═══ Extracted records ═══
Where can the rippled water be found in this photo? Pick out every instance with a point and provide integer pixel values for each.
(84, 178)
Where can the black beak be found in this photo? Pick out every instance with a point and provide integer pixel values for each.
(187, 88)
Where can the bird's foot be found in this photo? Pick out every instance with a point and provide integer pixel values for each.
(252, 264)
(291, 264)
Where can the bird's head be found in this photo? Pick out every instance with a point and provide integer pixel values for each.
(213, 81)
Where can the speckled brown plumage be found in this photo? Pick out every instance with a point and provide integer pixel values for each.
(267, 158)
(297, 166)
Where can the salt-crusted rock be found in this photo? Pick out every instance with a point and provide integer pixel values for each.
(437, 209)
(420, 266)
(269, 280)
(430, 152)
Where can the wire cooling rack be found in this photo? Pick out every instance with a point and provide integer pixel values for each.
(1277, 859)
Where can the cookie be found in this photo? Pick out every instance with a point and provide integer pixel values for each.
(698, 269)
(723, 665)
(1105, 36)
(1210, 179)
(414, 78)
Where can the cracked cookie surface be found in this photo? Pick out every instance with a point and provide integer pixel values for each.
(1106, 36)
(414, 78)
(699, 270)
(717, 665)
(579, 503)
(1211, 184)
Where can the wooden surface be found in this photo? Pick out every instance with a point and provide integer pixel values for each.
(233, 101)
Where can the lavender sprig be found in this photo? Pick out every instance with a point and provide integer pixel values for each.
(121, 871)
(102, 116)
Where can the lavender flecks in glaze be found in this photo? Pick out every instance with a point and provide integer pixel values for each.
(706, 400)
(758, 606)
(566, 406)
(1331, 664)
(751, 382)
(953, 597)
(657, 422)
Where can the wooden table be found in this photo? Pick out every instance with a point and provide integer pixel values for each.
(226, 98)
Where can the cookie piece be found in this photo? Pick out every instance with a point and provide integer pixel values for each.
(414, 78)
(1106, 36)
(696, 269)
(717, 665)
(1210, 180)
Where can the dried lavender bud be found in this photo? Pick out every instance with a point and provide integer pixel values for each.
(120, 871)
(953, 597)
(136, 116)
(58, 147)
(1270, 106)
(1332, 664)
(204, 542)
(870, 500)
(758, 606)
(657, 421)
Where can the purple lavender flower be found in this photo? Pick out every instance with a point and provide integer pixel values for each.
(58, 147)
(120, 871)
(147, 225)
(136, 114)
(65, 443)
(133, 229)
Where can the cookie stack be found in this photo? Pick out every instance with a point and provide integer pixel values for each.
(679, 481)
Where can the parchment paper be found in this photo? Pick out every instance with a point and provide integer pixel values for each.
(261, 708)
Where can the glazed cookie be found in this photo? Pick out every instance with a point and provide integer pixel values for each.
═══
_What you need to do_: Turn every line of the records above into a Markdown table with two columns, No. and Entry, one numbered row per line, and leave out any blank lines.

_Answer to the exercise_:
| No. | Entry |
|---|---|
| 1 | Where can the rippled water be found in this photo? Pick out every instance with a point and provide integer pixel values for each. |
| 2 | (84, 178) |
| 3 | Where can the black beak be found in this photo? Pick out every instance with a point and provide integer pixel values for each. |
| 4 | (187, 88) |
| 5 | Where can the bird's foot be found in this photo? Pick out every instance with a point and provide integer pixel values for each. |
| 6 | (252, 264) |
| 7 | (291, 264) |
| 8 | Where can the bird's head be found in this photo? Pick out every instance with a point and provide integer pixel values for each. |
| 9 | (213, 81) |
| 10 | Where can the speckled brown plumage be found in this photo? Pick out every instance with a point and provide integer pixel values for each. |
| 11 | (267, 158) |
| 12 | (297, 166) |
| 13 | Where can the salt-crusted rock be found in this photo? Pick out every instance with a point and provide integer pixel values for each. |
| 14 | (437, 209) |
| 15 | (420, 266) |
| 16 | (269, 280) |
| 17 | (430, 152) |
| 18 | Where can the wire cooling rack be found in this photo? Pick out every instance with a point and provide integer pixel values for each. |
| 19 | (1277, 859) |
| 20 | Where can the cookie be found in this photo? Pick out every instance with a point and provide integer pixel values for each. |
| 21 | (698, 269) |
| 22 | (723, 665) |
| 23 | (1105, 36) |
| 24 | (1210, 179) |
| 25 | (414, 78) |
| 26 | Where can the cracked cookie surface be found in this photo? Pick out every instance with a point and provide integer pixel values for each. |
| 27 | (1106, 36) |
| 28 | (414, 78) |
| 29 | (699, 270) |
| 30 | (717, 665) |
| 31 | (579, 503) |
| 32 | (1211, 184) |
| 33 | Where can the wooden surface be found in this photo? Pick out every instance with a point and provide integer pixel values for each. |
| 34 | (233, 101) |
| 35 | Where can the lavender sprig be found in this photo? Pick out every instance with a point and provide integer pixel values for each. |
| 36 | (121, 871) |
| 37 | (102, 116) |
| 38 | Where can the lavender flecks in glaze be found in this photo? Pick out every instance with a point and provide integer pixel values for each. |
| 39 | (706, 400) |
| 40 | (758, 606) |
| 41 | (566, 406) |
| 42 | (1331, 664) |
| 43 | (751, 382) |
| 44 | (953, 597) |
| 45 | (657, 422) |
| 46 | Where can the wooden table be found in this photo? Pick out every instance with a point and provide integer pixel values for each. |
| 47 | (226, 98) |
| 48 | Where can the cookie piece be found in this photo? Pick out every instance with a point and provide integer pixel values for each. |
| 49 | (414, 78) |
| 50 | (1106, 36) |
| 51 | (696, 269) |
| 52 | (717, 665) |
| 53 | (1210, 180) |
| 54 | Where can the dried lavender bud be found in this photo? Pick out every instance with a point and provide integer pixel values for each. |
| 55 | (120, 871) |
| 56 | (953, 597) |
| 57 | (136, 116) |
| 58 | (58, 147) |
| 59 | (1270, 106) |
| 60 | (1332, 664) |
| 61 | (204, 542) |
| 62 | (870, 500) |
| 63 | (758, 606) |
| 64 | (657, 421) |
| 65 | Where can the purple lavender flower be found in this photo? Pick out every instance with a point and provide integer pixel values for each. |
| 66 | (58, 147) |
| 67 | (120, 871) |
| 68 | (147, 225) |
| 69 | (136, 114) |
| 70 | (65, 443) |
| 71 | (133, 229) |
| 72 | Where can the cookie stack be found in this photo? Pick out every instance with a point and provide integer pixel values for each. |
| 73 | (679, 481) |
| 74 | Where can the parchment paper be found in this photo? Pick out every instance with a point and provide integer pixel values for each. |
| 75 | (261, 708) |
| 76 | Where can the glazed cookie be found in this photo? Pick out every instance with a point and provide integer pixel values for each. |